(Object location annotation data)
####

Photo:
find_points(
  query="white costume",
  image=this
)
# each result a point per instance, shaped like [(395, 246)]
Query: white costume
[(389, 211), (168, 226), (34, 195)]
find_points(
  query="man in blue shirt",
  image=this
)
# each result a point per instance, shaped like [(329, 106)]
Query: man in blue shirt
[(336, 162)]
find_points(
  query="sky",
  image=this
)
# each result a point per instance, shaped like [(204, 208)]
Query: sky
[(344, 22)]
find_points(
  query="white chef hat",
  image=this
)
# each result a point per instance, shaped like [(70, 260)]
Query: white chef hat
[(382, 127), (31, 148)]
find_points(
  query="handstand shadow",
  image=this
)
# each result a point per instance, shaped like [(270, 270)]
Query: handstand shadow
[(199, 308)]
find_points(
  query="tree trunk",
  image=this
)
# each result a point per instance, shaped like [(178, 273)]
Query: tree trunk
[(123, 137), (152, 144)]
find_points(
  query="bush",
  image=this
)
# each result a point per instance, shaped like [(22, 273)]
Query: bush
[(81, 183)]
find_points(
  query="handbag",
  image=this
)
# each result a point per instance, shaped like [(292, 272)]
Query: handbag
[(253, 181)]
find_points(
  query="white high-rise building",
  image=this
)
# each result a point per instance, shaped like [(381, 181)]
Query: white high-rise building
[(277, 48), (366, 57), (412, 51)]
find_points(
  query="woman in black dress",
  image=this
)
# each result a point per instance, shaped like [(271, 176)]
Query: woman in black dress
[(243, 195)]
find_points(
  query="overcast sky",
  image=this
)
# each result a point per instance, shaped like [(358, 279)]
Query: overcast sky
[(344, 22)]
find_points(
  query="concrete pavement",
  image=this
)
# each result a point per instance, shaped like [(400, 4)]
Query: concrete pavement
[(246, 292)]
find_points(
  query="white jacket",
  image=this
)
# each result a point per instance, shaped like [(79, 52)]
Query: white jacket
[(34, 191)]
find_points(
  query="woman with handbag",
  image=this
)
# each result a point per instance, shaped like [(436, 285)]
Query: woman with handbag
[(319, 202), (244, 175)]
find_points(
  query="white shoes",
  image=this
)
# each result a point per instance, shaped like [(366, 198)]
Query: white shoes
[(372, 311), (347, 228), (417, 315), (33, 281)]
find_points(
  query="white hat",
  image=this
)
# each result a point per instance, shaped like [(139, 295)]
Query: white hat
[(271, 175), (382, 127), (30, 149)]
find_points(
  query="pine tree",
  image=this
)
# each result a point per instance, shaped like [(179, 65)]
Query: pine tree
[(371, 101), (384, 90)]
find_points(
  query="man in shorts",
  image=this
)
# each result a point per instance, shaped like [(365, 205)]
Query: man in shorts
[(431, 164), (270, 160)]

####

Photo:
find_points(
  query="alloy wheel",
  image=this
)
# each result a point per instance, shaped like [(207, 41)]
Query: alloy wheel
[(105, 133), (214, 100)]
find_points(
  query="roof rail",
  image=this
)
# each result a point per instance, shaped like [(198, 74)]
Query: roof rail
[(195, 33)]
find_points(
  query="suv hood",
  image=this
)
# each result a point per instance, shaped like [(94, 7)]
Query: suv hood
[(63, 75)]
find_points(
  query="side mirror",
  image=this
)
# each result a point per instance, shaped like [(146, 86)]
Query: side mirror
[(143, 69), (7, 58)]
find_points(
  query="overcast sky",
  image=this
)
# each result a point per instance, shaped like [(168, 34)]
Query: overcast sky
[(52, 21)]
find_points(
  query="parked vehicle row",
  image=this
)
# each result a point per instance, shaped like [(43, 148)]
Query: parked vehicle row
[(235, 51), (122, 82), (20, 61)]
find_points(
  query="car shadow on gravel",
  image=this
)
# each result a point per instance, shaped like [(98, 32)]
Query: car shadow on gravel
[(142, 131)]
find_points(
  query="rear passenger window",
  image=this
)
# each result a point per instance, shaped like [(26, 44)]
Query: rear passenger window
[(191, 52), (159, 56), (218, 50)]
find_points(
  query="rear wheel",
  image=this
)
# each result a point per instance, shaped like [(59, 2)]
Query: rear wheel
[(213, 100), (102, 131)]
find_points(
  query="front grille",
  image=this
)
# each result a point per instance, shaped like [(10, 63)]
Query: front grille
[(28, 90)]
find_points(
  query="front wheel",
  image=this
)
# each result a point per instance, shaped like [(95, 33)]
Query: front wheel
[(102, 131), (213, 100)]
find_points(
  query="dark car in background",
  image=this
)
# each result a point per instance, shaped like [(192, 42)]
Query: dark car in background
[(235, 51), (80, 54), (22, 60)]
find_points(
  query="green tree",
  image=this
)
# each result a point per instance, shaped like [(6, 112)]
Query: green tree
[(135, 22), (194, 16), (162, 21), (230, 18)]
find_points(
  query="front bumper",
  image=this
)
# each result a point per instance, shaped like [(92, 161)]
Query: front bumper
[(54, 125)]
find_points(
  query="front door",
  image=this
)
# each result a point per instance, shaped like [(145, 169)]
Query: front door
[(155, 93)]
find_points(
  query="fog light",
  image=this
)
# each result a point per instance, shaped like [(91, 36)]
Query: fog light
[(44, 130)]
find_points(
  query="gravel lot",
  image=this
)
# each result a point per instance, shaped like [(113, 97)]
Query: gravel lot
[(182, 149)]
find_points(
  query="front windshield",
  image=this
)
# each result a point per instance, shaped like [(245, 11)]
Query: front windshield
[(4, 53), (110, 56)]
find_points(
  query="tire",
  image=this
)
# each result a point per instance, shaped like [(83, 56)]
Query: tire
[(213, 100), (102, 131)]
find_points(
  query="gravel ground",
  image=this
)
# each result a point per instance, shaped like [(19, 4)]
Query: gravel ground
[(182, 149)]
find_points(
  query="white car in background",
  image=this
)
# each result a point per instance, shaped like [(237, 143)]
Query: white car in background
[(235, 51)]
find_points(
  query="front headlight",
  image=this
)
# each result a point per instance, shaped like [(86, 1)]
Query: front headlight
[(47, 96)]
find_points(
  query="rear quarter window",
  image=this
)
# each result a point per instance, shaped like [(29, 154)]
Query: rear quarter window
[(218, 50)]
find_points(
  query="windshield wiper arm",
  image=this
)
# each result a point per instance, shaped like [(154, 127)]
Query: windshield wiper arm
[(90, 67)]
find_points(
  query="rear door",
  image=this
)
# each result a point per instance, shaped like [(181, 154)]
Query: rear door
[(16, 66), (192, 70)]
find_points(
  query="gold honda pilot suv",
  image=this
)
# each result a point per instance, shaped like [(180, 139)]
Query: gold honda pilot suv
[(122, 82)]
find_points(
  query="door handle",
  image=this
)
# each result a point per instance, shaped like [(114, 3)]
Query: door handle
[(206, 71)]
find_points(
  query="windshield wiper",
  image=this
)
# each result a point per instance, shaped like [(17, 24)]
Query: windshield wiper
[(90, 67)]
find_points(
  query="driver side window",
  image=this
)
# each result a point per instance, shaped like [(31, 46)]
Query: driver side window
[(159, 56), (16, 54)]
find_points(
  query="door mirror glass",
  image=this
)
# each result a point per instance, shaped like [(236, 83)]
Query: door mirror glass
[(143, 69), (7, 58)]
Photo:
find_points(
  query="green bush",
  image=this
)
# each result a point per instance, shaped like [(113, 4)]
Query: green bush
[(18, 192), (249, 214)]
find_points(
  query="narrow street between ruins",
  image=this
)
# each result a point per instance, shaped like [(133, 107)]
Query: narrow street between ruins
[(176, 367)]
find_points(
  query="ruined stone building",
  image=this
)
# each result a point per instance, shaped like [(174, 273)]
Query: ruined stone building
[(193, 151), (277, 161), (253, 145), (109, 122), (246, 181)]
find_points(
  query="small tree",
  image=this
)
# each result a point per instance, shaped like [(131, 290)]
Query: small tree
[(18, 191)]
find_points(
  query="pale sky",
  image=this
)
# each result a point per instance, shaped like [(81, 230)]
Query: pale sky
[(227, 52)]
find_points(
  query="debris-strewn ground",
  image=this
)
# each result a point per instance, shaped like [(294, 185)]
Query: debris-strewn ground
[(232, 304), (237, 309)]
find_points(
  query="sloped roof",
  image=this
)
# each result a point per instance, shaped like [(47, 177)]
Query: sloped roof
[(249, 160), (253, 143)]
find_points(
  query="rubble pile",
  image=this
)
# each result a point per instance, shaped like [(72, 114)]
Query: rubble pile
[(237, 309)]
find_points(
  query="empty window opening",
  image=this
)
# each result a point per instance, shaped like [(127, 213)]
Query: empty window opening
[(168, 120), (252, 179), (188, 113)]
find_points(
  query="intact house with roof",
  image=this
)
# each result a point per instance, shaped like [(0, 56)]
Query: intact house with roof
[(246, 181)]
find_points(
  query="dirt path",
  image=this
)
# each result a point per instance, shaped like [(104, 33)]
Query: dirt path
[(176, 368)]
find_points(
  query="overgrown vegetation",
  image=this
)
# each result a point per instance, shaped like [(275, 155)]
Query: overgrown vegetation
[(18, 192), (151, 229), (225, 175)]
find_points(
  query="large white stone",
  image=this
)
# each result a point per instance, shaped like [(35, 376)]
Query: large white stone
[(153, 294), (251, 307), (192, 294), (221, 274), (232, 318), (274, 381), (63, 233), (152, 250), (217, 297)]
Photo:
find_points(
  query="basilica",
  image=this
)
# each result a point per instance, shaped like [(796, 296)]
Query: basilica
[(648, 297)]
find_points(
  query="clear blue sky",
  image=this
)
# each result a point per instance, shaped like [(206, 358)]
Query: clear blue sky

####

[To do] Please show every line from the rows above that contains the word "large", copying each one in full.

[Response]
  query="large white stone",
Query: large white stone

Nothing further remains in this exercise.